* **Instruções das tarefas**:
1. No texto sobre o rendimento dos jogadores, reescreva em forma de lista breve o parágrafo que começa por «Acredito que não conseguimos», mantendo as ideias principais.
2. Responda às perguntas seguintes sobre o texto do rendimento dos jogadores, apresentado mais abaixo:
(a) Em que três aspetos o treinador diz que é preciso manter o plantel em forma?
(b) Para quem isso representa um desafio?
(c) Além das saídas, que outras situações são mencionadas?
3. Retome o texto sobre o rendimento dos jogadores a partir do ponto em que termina, escrevendo mais algumas frases.

-------- Texto de origem --------

Rendimento dos jogadores:
«Acredito que não conseguimos ter rendimento de um jogador apenas no momento que precisamos dele. Tem de ser preparado antes. Acontece ao longo de toda a temporada. É algo que precisa ser feito a título permanente para que nessas situações os jogadores representem soluções. Creio, enquanto treinador, que é preciso manter o plantel em forma psicológica, física e futebolística sempre ao nível máximo. Isso é um desafio para aqueles que não jogam sempre. Mas é possível valorizá-los, fazê-los sentir que fazem parte da equipa principal, explicar que naquele momento há jogadores à frente deles, mas que aparecerá uma oportunidade e que, nesse momento, têm de estar prontos. Isso passa pela cultura que se cria na equipa durante a época. Quanto melhor conseguirmos fazer isso, melhor preparados estarão os jogadores para o momento em que essa oportunidade surgir. Isso não tem a ver só com saídas, mas também com lesões, ou quebras de forma… é uma situação de concorrência e é o princípio do rendimento.»

-------- Dados brutos --------

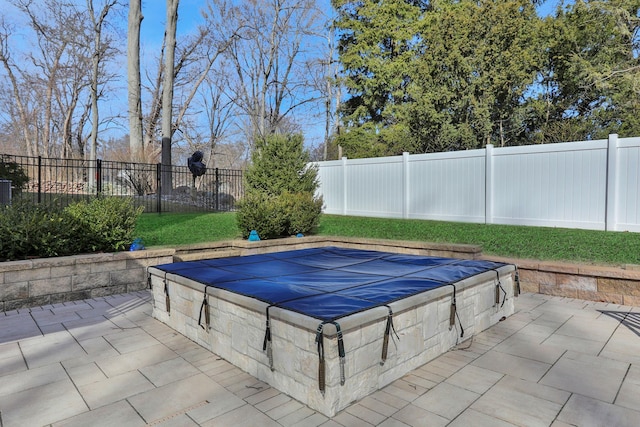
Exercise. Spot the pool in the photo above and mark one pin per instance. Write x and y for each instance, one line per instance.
(330, 325)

--------

* **Respostas por tarefa**:
1.
- O rendimento de um jogador não se obtém só no momento em que é preciso: tem de ser preparado ao longo de toda a temporada.
- O treinador deve manter o plantel sempre ao nível máximo em forma psicológica, física e futebolística.
- Isso é um desafio com os jogadores que não jogam sempre.
- É possível valorizá-los, fazê-los sentir parte da equipa principal e explicar-lhes que, embora haja outros à frente, surgirá uma oportunidade e terão de estar prontos.
- Isso depende da cultura criada na equipa durante a época.
- A preparação serve para saídas, lesões ou quebras de forma, numa lógica de concorrência que é o princípio do rendimento.

2.
(a) Em forma psicológica, física e futebolística.
(b) Para aqueles que não jogam sempre.
(c) Lesões e quebras de forma.

3.
«O clube tem grandes objetivos, luta para vencer títulos. Essa é a nossa responsabilidade e temos de dar alegrias aos adeptos. É preciso preparar os jogadores para estarem a um nível alto, e isso não funciona se nos concentrarmos apenas em onze jogadores. É claro que tem de existir uma equipa titular, mas temos de olhar sempre para o grupo como um todo. Se queremos vencer títulos, não podemos rer muitas fases de quebra, não podemos perder pontos. Para ganhar um título em Portugal são precisos 85 ou 90 pontos, ou seja, é preciso ganhar quase sempre. E isso só acontece quando todos os jogadores estão prontos para entrar independentemente do contexto. Lido com os jogadores da forma mais aberta possível, luto por eles, mas a partir do momento que assinam por outro clube passam à história e concentro-me no aqui e agora. Estou 100 por cento concentrado em preparar a equipa para cada jogo e nada mais me preocupa. Não ando a correr atrás de ninguém, nem tenho tempo para isso. Não faz sentido. Talvez haja quem o faça. Eu sou muito direto, talvez em virtude da minha experiência, e tento ocupar-me com aquilo que me permitirá vencer. Tudo o resto desaparece.»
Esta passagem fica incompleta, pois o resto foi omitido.